> [Task requirements]
In the news report about the blackout at the Enugu hospital, copy out verbatim the stretch from "He later narrated" through "to the patient.".

A child on emergency oxygen supply narrowly cheated death on Sunday night after electricity supply to the Children Emergency Section of the Enugu State University Teaching Hospital was suddenly interrupted leaving the patient gasping for breath, a witness has told PREMIUM TIMES.
Michael Eze, an American-based academic, who took a relative’s son to the hospital at the time, said he was shocked that the hospital had no back-up electricity supply, thereby endangering the lives of kids on emergency treatment.
“This is the disaster called Enugu state teaching hospital. There are children in the children emergency ward. Light just went off and there was no back up electricity, Worse still – one of the kids was on oxygen supply when the light went off. But this is not new, the children emergency ward has not had back up electricity for weeks. The sorry state of tonight event was watching nurses and doctors making desperate efforts to stabilize the kid on oxygen,” Mr. Eze wrote in an email to this newspaper.
He later narrated to one of our editors by telephone how nurses struggled frantically to save the child’s life by manually pumping oxygen into his lung after the blackout at 9.10 p.m.
“It was really sad,” Mr. Eze said. “I could see the child dying before our very eyes because oxygen supply to him was suddenly interrupted. Initially, the doctors and nurses were unmoved. They didn’t make any effort. They were just bidding their time. I couldn’t bear it and I raised an alarm and threatened to go to the press if anything happened to the patient.
“They started pumping oxygen into him manually and eventually between 2 and 3 a.m., electricity supply was restored and the patient was barely able to make it alive. The child was just struggling to be alive.”

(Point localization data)

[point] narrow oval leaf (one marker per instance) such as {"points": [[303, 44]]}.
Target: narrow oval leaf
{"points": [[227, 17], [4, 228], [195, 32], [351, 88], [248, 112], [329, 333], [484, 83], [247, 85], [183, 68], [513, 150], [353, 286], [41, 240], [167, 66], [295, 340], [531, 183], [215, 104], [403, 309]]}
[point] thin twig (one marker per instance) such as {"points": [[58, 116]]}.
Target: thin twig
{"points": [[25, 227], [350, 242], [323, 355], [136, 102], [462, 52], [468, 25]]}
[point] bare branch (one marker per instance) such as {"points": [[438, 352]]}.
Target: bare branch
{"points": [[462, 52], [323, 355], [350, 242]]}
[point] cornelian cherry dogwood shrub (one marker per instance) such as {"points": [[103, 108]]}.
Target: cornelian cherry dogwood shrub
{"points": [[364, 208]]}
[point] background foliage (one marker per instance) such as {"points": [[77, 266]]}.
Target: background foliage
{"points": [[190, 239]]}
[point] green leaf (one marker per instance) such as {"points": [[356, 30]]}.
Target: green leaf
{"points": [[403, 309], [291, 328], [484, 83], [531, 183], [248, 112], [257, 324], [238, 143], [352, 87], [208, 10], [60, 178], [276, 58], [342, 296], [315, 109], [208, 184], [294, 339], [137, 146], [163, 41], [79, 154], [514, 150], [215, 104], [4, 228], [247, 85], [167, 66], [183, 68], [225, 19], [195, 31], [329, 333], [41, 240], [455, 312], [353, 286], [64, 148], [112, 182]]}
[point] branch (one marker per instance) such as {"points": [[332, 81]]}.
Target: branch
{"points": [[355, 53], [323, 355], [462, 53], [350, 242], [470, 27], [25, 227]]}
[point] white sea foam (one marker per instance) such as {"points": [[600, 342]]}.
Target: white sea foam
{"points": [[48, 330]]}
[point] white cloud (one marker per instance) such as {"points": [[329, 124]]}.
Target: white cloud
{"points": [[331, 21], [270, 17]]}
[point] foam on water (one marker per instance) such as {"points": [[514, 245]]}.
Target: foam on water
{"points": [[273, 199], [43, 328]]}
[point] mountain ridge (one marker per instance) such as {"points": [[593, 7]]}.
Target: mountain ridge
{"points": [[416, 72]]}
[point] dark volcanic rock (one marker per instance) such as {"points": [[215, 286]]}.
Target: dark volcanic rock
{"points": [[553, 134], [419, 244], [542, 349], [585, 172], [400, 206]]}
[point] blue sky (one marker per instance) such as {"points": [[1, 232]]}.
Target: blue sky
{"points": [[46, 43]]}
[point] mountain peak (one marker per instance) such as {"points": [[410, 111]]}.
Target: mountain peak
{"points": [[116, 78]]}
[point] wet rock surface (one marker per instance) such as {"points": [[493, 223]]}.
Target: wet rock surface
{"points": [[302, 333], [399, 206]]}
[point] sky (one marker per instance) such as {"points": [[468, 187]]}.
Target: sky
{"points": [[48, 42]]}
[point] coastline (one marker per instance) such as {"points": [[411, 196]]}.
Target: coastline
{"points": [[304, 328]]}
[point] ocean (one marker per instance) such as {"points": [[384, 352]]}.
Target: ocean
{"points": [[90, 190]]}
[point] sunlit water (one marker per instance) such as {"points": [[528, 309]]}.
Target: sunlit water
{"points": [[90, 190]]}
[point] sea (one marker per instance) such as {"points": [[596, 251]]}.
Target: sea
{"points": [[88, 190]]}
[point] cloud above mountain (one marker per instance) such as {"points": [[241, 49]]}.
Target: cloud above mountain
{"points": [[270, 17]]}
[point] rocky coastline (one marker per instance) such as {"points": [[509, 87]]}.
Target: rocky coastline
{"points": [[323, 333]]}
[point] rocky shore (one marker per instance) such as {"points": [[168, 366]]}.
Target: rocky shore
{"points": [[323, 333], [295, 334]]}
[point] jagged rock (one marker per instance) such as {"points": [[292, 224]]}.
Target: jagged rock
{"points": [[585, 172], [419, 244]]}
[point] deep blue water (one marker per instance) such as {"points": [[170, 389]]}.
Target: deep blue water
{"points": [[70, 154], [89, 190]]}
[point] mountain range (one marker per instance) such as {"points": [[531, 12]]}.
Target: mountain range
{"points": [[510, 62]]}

> [Answer to this exercise]
He later narrated to one of our editors by telephone how nurses struggled frantically to save the child’s life by manually pumping oxygen into his lung after the blackout at 9.10 p.m.
“It was really sad,” Mr. Eze said. “I could see the child dying before our very eyes because oxygen supply to him was suddenly interrupted. Initially, the doctors and nurses were unmoved. They didn’t make any effort. They were just bidding their time. I couldn’t bear it and I raised an alarm and threatened to go to the press if anything happened to the patient.